**** PAGE EXTRACT ****

Make it large, bold and vital – it needs to grab the attention of your visitor, gain their interest and start their journey towards understanding that YOU are the solution to their problem!  Marketers often try to be clever here by coming up with innovative word combinations but, actually, blunt and simple headlines that get straight to the point are often more effective!  Another trick is often to use a short bold headline as a question with a sub-heading providing the answer.  Think ‘Ronseal’ (i.e. it does what it says on the tin) and you won’t go far wrong!

Persuasion – part 1

Your headline and sub-heading should contain persuasive language to encourage the visitor to find out more – we all want it to be for ‘our benefit’ so make sure you’re making the actual benefits to the visitor crystal clear.  Keep following this persuasive approach throughout the content!  Include the words ‘you’, ‘imagine’ and ‘because’ and you won’t go wrong!

Persuasion – part 2 – Pain is persuasive

Remember that humans really don’t like ‘pain’ so make sure you highlight the ‘pain’ you’re resolving through your persuasive text – mention what they will lose as well as what they will gain.  Make it clear that your products or service relieves the pain though!

Pictures

Rule 1 for the picture is to make it large and bold – the brain processes images much quicker than text.  If you’re selling a physical product then show the product beautifully (take a look at the Apple website for an example), if you’re selling a service then think about an image that reflects the benefits to the client.

Rule 2 is to us high quality images – not smartphone shots or pictures grabbed off Google (it is completely illegal!).  There is a place for video here … but only if you promise to keep it short and to the point.

The Pitch

At some point you’re going to have to explain things … so this is it.  The best advice we can offer is to keep is simple!  Your pitch should ideally be a combination of the headline, sub-heading, image and a single paragraph and no more.  If you can’t get things across with this then you need to rethink your approach – you’ve only got between 6-8 seconds to engage a visitor so don’t put them off with too much content!

List the benefits

The benefits list is to support the pitch – it should be totally focused on what benefits the visitor will gain by choosing your product or service.  Benefit statements should never start with ‘we’ but instead with ‘you’!

Justify the pitch

Provide ‘evidence’ to compel your visitor to trust you – customer testimonials, independent reviews, awards won, guarantees, etc all help to provide confidence in the decision.

Leading the logic

All the elements of your landing pages should flow naturally to someone interested in your product or service – it shouldn’t be hard work to be persuaded.

End with a CTA

Your call to action (CTA) should be a logical step for the visitor to take if you’ve got all the other elements right.  There’s no reason why you can’t have multiple CTA’s throughout the landing page but you MUST position your primary CTA at the end of the pitch.  MAKE THE CTA BIG … there’s simply nothing to be gained by being subtle at this point so make your call to action large and proud – keep using persuasive language here too – don’t use ‘Send’ for your form, use something like ‘Take action now’.  Use a colour contrast for your form to make it stand out and catch the eye.

Say thanks

If someone completed your online CTA form then make sure there’s a strong ‘thank you’ message following submission. Here’s where you can add in more information or additional links elsewhere if you need to.

Don’t be a stranger

Don’t only rely on a contact form – some people simply don’t like them!  Provide all your contacts including telephone, address and email too and let the visitor choose how they want to get in touch.

Don’t lose them

Don’t be tempted to provide ‘more information’ links or options to visit the rest of your website – the landing page should be sufficient if you’ve targeted it correctly.

Test and improve

Remember, there is no such thing as a ‘perfect landing page’ – different clients want to see different things. What we’ve provided above are the dominant factors that build up an effective landing page.  Trial ‘variations’ using something called ‘split testing’ where half your visitors are presented with one version and half with the other – allowing you to then judge conversion factors and refine things over time.

Landing pages are an effective marketing tool when used strategically and in line with other pro-active marketing methods … use expert help from marketing and web developer professionals to make sure you’re getting it right.

**** STORED DATA ****

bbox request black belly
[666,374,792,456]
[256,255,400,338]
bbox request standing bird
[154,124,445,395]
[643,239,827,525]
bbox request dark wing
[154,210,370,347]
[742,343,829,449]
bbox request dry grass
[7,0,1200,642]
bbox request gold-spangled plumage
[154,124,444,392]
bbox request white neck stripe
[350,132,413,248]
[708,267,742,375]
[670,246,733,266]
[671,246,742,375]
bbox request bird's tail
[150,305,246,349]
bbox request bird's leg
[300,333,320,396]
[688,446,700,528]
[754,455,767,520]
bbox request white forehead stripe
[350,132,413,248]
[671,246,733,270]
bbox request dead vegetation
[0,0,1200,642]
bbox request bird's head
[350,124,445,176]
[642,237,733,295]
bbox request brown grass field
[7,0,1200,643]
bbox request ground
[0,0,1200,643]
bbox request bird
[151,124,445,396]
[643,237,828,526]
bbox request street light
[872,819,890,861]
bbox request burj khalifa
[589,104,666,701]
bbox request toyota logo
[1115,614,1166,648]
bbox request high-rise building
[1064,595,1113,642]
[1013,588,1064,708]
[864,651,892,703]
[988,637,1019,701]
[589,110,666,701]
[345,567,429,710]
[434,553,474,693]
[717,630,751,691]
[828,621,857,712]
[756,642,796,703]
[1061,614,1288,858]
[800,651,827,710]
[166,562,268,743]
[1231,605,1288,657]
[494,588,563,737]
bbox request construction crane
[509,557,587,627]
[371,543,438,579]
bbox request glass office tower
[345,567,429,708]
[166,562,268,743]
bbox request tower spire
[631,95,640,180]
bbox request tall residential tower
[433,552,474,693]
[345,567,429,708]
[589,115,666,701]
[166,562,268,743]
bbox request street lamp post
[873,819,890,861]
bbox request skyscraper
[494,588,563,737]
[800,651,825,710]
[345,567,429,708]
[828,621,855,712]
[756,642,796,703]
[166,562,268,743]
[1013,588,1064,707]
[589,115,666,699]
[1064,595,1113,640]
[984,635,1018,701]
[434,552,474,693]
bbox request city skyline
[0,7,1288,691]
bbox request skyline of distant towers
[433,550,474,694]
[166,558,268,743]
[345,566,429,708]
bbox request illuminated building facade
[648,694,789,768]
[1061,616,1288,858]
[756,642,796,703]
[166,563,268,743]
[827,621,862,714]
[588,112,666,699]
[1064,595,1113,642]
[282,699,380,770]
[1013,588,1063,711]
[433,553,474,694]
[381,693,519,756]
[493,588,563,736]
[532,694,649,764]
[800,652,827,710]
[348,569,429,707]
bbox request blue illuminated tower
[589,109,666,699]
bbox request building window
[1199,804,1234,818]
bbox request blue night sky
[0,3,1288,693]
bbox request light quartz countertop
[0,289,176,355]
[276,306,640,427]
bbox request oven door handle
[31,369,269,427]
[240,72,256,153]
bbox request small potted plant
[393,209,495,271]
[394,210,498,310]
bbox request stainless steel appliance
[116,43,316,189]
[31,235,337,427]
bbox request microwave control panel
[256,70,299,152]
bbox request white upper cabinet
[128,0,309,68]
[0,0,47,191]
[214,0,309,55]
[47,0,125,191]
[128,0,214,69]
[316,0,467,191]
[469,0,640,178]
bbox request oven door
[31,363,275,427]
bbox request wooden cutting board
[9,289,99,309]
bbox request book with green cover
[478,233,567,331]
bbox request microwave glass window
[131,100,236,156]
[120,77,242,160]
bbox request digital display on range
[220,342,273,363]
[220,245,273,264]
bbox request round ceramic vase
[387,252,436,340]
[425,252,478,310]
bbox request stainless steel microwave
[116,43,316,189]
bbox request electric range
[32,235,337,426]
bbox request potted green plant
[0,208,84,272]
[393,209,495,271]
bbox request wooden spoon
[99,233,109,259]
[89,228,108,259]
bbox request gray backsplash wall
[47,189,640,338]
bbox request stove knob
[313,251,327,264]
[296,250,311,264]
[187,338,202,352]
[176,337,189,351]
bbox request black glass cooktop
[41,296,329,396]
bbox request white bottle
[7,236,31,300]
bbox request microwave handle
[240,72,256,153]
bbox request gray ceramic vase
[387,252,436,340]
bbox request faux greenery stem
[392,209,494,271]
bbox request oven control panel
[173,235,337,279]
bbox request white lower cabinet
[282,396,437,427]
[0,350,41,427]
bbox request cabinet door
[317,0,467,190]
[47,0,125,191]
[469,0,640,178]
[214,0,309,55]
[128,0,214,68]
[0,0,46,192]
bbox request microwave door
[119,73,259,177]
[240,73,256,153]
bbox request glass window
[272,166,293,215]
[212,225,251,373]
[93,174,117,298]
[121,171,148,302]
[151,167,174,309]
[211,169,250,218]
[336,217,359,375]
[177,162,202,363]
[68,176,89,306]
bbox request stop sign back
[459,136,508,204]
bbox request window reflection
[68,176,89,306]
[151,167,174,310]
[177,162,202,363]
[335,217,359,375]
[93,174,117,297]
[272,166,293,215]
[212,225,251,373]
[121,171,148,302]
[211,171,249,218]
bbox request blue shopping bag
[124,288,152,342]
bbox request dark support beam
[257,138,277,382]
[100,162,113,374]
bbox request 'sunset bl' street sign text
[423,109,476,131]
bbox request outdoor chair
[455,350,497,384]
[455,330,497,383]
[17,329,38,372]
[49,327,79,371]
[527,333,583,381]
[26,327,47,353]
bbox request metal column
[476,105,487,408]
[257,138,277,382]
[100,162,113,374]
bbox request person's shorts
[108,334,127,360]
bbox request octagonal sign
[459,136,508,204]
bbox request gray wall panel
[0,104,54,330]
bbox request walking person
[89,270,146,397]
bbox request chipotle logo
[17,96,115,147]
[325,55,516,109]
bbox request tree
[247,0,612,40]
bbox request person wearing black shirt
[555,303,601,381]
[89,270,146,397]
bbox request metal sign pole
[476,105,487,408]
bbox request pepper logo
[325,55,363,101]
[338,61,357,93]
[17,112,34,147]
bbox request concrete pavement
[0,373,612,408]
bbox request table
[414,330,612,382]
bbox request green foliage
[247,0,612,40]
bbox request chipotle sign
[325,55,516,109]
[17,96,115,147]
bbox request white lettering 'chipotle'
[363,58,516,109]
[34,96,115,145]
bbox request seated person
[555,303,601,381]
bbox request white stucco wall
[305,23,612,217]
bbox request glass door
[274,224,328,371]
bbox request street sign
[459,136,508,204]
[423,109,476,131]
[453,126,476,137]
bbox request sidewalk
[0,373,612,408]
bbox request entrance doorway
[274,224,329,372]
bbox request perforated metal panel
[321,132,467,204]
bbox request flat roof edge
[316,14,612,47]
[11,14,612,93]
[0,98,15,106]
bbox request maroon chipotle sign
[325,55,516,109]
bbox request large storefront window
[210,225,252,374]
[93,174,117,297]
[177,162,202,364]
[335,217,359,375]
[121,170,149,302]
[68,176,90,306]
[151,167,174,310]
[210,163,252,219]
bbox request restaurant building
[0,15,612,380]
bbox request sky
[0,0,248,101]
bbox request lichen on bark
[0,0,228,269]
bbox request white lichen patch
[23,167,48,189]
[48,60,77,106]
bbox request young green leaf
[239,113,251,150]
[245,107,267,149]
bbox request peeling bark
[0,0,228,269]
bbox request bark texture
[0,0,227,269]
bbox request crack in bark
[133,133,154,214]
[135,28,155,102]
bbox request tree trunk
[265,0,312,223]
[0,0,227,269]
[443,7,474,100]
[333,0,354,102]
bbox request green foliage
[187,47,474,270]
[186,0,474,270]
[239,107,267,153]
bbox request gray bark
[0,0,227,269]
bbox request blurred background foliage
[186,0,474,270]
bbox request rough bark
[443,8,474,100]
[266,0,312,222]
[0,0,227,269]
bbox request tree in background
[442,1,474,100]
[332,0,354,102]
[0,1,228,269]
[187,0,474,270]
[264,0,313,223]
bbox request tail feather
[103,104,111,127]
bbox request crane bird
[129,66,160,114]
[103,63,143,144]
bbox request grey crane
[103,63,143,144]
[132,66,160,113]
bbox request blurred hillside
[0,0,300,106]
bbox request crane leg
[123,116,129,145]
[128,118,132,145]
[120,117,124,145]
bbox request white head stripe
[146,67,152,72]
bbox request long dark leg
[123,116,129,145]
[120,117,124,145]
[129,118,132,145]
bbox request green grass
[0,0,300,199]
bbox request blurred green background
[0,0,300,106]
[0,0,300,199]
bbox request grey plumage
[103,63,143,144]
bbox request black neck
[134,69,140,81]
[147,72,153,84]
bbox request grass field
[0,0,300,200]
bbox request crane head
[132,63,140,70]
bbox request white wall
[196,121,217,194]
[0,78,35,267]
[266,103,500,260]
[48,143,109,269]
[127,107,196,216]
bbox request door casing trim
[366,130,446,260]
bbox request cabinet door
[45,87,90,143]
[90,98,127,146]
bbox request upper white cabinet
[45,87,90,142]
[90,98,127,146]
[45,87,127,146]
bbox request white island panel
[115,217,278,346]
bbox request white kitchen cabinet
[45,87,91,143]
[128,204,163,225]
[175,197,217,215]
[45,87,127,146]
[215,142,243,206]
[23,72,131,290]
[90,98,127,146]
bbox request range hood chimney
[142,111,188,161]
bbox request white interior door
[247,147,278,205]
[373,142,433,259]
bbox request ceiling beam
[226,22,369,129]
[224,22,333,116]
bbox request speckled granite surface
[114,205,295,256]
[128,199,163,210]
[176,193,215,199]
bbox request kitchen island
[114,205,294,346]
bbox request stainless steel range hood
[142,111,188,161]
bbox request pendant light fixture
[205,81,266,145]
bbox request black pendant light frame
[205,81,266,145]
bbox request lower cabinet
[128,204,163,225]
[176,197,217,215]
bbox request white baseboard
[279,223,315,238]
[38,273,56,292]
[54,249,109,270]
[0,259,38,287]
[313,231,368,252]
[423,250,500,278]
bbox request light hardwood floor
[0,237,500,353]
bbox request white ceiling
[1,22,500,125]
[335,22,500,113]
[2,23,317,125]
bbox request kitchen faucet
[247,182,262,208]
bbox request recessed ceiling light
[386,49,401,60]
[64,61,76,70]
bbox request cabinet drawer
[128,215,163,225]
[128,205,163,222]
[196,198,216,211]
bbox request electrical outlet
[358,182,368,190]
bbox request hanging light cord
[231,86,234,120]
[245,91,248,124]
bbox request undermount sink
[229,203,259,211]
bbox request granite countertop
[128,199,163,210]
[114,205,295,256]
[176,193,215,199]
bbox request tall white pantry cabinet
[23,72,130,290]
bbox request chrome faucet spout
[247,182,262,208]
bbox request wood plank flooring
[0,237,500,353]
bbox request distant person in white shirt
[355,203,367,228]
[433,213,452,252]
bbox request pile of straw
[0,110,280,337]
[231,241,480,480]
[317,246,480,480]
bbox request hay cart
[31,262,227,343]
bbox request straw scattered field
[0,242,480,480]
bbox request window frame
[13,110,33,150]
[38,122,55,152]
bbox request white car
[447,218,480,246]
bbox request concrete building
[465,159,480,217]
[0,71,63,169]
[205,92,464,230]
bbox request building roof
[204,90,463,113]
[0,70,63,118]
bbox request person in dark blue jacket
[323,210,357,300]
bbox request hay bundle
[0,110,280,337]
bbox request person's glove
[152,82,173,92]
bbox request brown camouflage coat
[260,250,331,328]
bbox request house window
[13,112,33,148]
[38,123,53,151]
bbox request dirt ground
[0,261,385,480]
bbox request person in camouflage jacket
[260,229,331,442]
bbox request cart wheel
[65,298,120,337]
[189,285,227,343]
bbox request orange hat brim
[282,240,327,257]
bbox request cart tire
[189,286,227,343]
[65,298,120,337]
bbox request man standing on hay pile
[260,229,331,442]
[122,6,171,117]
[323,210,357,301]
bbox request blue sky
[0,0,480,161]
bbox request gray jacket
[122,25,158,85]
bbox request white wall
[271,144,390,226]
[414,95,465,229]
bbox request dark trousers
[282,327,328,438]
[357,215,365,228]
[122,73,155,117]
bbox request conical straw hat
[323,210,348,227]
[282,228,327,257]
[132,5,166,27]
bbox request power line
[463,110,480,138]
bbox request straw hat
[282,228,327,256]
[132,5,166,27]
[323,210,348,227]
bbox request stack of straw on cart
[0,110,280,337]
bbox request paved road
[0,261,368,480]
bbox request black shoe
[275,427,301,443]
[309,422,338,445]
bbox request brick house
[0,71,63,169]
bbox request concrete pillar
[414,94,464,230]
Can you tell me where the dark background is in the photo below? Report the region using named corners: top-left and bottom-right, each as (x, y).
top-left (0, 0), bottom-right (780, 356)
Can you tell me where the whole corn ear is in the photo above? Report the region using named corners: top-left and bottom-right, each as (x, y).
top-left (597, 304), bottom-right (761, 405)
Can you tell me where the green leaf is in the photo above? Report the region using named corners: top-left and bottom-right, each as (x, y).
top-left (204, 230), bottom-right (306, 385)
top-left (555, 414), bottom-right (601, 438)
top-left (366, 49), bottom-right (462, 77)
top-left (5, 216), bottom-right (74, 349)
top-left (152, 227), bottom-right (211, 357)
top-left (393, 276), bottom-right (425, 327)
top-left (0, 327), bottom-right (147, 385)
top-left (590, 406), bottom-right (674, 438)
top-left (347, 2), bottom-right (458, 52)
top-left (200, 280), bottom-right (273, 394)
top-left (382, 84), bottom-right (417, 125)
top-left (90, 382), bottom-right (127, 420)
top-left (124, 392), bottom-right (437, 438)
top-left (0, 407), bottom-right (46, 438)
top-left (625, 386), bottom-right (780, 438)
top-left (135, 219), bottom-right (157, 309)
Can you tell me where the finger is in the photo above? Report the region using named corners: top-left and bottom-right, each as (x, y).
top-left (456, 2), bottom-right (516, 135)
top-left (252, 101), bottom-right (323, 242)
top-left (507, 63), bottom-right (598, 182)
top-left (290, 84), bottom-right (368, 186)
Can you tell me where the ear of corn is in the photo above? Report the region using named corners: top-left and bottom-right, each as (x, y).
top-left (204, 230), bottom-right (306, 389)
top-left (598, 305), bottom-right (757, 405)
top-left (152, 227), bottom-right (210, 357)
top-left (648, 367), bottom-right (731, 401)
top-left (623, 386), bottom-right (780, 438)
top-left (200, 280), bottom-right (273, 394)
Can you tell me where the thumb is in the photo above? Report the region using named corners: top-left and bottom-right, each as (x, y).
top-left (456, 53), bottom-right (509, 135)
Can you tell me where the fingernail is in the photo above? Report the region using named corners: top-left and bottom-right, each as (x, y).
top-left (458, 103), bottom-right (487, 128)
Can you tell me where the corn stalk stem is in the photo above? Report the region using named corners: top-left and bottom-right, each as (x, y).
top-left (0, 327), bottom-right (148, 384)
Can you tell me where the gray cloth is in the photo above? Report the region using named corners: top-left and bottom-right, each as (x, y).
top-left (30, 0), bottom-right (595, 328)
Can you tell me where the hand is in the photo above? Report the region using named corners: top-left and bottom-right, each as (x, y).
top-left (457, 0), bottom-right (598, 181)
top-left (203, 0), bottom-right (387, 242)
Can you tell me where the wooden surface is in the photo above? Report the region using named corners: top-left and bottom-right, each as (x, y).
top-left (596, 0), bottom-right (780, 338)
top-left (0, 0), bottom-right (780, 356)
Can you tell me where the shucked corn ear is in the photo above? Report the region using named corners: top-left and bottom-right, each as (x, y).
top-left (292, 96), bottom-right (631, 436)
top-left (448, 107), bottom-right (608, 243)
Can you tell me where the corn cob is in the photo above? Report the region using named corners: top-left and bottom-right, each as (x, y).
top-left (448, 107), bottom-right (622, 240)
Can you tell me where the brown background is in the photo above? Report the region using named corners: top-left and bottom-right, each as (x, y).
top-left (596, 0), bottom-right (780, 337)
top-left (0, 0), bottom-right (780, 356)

****

--- PARTS OF THE EXERCISE ---
• A. In the landing page advice, how long does the pitch have to engage a visitor?
• B. Revise the landing page advice from "Don’t be a stranger" to "targeted it correctly.", replacing "contact form" with "web form".

--- EXPECTED OUTPUTS ---
• A. Between 6-8 seconds.

• B.
Don’t be a stranger

Don’t only rely on a web form – some people simply don’t like them!  Provide all your contacts including telephone, address and email too and let the visitor choose how they want to get in touch.

Don’t lose them

Don’t be tempted to provide ‘more information’ links or options to visit the rest of your website – the landing page should be sufficient if you’ve targeted it correctly.